What to produce =>
Set down the data that follows again, exactly as written.

╔══

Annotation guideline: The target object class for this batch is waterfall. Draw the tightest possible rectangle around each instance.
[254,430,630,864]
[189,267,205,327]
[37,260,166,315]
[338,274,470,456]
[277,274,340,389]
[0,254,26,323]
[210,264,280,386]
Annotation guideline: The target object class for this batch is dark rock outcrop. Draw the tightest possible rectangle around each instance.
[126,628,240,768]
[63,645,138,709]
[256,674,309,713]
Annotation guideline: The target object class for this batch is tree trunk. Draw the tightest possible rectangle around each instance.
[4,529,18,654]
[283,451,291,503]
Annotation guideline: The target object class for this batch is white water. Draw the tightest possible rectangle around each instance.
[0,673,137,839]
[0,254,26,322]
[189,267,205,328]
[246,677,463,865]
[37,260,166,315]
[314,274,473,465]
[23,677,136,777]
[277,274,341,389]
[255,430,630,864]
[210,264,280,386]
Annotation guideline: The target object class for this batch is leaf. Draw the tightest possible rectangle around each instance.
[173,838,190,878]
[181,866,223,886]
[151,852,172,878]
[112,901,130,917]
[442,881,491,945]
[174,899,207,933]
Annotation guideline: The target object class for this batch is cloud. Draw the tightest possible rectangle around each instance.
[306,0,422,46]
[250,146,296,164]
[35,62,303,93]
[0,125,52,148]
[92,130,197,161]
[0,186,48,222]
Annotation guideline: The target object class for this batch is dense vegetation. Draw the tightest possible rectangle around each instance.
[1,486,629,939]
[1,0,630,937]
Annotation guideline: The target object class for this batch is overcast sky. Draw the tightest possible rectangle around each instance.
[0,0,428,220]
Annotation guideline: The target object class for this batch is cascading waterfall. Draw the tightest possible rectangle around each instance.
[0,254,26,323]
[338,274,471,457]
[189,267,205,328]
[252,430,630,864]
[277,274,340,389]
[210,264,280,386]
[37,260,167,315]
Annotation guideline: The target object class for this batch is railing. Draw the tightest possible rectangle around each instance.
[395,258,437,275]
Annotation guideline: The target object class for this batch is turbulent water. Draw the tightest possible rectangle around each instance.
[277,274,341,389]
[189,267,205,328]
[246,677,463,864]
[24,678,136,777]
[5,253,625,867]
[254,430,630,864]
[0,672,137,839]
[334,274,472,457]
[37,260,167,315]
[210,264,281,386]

╚══

Answer section =>
Annotation guideline: The target object class for this batch is waterfall. Draw the tightest possible rectangle around each instance.
[254,430,630,864]
[189,267,205,327]
[37,260,166,315]
[338,274,470,456]
[277,274,340,389]
[0,254,26,323]
[210,264,280,386]
Annotation guideline: The target object class for this batch is dark rock outcrop. Draw the tightest possible rectangle around each instance.
[126,628,240,768]
[63,645,138,709]
[256,674,309,713]
Annotation guideline: The target object class for this batch is tree trunk. Draw the tightest possible rectangle around each instance.
[4,529,18,654]
[283,451,291,503]
Annotation guideline: The target object class for this batch is white water. Draw the tightest possible rectangle around each instance.
[0,673,137,839]
[0,254,26,322]
[189,267,205,328]
[246,677,463,865]
[37,260,166,315]
[314,274,473,465]
[23,677,136,777]
[277,274,341,389]
[255,430,630,864]
[210,264,280,386]
Annotation guideline: The target object class for this batch is leaf. Draw the tightest possible rectangle around each instance.
[173,838,190,878]
[181,866,223,886]
[151,852,172,878]
[112,901,130,917]
[442,881,491,945]
[174,899,207,933]
Annotation guideline: The target object class for this batch is cloud. Draw the tightest possible rectangle around each instance.
[306,0,422,46]
[250,146,296,164]
[35,62,303,93]
[0,125,52,148]
[92,130,197,161]
[0,186,48,222]
Annotation guideline: The target object class for this batch is dense vegetation. Draw the tightest possible rectangle around each instance.
[1,486,629,939]
[1,0,630,937]
Annotation guideline: The target object class for this batch is overcast sky. Draw the tightest possible rectangle around each instance.
[0,0,428,220]
Annotation guideline: The target object class for this batch is cascading waterfall. Draw the tightest possible rectangle around each instance.
[0,254,26,323]
[338,274,471,457]
[189,267,205,328]
[252,430,630,864]
[277,274,340,389]
[210,264,280,386]
[37,260,167,315]
Annotation guideline: The target object class for this batch is railing. Draw the tightest possible rectangle around each instance.
[395,258,437,275]
Annotation guideline: The target object class for this batch is turbulent water. Draw the tightest possible rectangle around each instance.
[277,274,341,389]
[189,267,205,328]
[246,677,463,864]
[24,678,136,777]
[5,253,625,867]
[254,430,630,864]
[0,672,137,839]
[334,274,472,457]
[37,260,167,315]
[210,264,281,386]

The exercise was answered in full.